Can you sift out and copy every line of the material below that contains the string "green"? Case counts.
******
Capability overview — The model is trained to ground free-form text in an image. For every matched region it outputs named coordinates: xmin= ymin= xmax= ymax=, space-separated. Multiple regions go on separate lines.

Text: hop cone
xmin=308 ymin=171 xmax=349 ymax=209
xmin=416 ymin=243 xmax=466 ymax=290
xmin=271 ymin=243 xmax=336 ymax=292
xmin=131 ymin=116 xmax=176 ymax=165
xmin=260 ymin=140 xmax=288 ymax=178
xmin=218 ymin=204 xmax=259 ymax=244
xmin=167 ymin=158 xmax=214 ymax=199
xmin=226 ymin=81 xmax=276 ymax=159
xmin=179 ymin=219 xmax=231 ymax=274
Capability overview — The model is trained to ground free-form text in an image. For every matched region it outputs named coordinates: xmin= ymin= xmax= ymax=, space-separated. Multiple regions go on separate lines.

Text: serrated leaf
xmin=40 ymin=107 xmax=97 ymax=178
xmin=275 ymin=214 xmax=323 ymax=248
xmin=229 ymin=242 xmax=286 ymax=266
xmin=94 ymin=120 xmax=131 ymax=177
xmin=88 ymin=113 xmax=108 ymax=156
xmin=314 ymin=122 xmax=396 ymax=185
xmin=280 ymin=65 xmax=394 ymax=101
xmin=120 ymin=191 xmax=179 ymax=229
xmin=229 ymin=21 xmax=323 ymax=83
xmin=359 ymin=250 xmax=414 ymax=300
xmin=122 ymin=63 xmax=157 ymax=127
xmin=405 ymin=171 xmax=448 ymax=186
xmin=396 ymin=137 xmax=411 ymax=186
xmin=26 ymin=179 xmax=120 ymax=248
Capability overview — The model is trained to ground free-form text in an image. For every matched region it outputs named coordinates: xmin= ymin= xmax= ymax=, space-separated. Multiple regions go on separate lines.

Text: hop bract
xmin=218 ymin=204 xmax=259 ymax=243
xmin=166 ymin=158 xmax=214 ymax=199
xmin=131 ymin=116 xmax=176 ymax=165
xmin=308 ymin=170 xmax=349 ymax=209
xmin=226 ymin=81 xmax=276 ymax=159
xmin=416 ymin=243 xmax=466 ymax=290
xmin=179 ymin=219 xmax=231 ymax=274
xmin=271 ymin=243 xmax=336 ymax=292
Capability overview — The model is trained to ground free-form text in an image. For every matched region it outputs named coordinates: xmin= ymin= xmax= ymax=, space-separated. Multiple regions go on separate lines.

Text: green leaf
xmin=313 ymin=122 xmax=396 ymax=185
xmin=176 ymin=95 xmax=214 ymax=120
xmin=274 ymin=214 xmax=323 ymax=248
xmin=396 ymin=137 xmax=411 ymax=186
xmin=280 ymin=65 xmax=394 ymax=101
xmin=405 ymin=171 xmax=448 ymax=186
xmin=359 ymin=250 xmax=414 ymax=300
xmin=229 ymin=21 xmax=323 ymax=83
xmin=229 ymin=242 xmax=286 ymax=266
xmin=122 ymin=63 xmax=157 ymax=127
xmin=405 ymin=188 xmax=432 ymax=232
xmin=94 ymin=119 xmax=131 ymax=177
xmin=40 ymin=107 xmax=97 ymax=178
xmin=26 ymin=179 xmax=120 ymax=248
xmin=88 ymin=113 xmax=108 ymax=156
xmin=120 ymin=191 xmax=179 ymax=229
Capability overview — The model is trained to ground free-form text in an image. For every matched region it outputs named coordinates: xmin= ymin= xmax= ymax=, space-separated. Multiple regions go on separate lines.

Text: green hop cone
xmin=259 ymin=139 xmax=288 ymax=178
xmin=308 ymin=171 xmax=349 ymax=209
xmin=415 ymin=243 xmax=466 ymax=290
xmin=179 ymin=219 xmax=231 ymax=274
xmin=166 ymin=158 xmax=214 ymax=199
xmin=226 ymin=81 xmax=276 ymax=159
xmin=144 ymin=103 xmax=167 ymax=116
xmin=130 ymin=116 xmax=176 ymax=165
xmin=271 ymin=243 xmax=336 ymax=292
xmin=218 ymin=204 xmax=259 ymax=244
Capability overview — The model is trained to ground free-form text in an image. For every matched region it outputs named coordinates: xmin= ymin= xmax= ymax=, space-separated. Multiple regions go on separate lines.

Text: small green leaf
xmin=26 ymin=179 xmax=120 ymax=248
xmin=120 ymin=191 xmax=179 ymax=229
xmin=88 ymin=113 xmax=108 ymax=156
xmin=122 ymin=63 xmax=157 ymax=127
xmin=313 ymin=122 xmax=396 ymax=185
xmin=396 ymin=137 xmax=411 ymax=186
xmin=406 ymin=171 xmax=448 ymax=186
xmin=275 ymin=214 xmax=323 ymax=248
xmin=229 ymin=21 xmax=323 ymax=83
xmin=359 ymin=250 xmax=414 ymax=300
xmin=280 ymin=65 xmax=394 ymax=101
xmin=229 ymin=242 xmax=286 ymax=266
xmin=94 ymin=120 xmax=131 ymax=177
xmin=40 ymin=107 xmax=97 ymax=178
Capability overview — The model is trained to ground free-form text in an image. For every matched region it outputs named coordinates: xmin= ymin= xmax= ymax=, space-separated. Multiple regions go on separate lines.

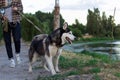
******
Correct output:
Text: green leaf
Text: green hop cone
Text: small green leaf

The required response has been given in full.